• _Excerpt_
Publication
Article
Pharmacy Times
Underscoring community pharmacy concerns about cross-border sales of prescription drugs from Canada, the FDA has joined with the US Customs Service in an aggressive new campaign to draw attention to the flow of foreign drugs into the United States by mail and common carriers.
After conducting a series of "spot examinations of mail shipments of foreign drugs to US consumers," FDA officials said that its inspections "revealed that these shipments often contain dangerous unapproved or counterfeit drugs that pose potentially serious safety problems."
"Although many drugs obtained from foreign sources purport, and may even appear to be, the same as FDA approved medications, these examinations showed that many are of unknown quality or origin," agency officials said. All told, FDA and customs agents intercepted 1153 imported drug products at postal facilities in California, Florida, and New York. Of these, "the overwhelming majority (88%)?contained unapproved drugs," they explained. "Many of these imported drugs could pose clear safety problems."
Despite these findings, neither agency plans to initiate any broad-based effort to interdict potentially dangerous drug shipments. Neither the FDA nor the Customs Service has "sufficient resources to perform comprehensive examinations of all mailed packages due to the huge volume of parcels entering the United States," FDA officials said.

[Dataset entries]
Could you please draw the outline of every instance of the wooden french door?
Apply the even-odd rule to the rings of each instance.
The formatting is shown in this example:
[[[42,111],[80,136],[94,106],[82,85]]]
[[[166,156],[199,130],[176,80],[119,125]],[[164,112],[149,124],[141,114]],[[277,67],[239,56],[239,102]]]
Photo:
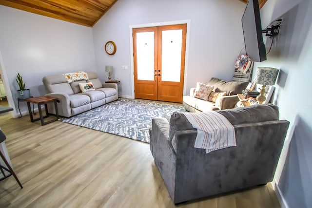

• _Tasks_
**1.** In the article on foreign drug shipments, how many imported drug products did FDA and customs agents intercept at postal facilities?
**2.** Retype the article about foreign drug shipments from "Publication" up to and including "and common carriers.".

• _Answers for the tasks_
**1.** 1153

**2.**
Publication
Article
Pharmacy Times
Underscoring community pharmacy concerns about cross-border sales of prescription drugs from Canada, the FDA has joined with the US Customs Service in an aggressive new campaign to draw attention to the flow of foreign drugs into the United States by mail and common carriers.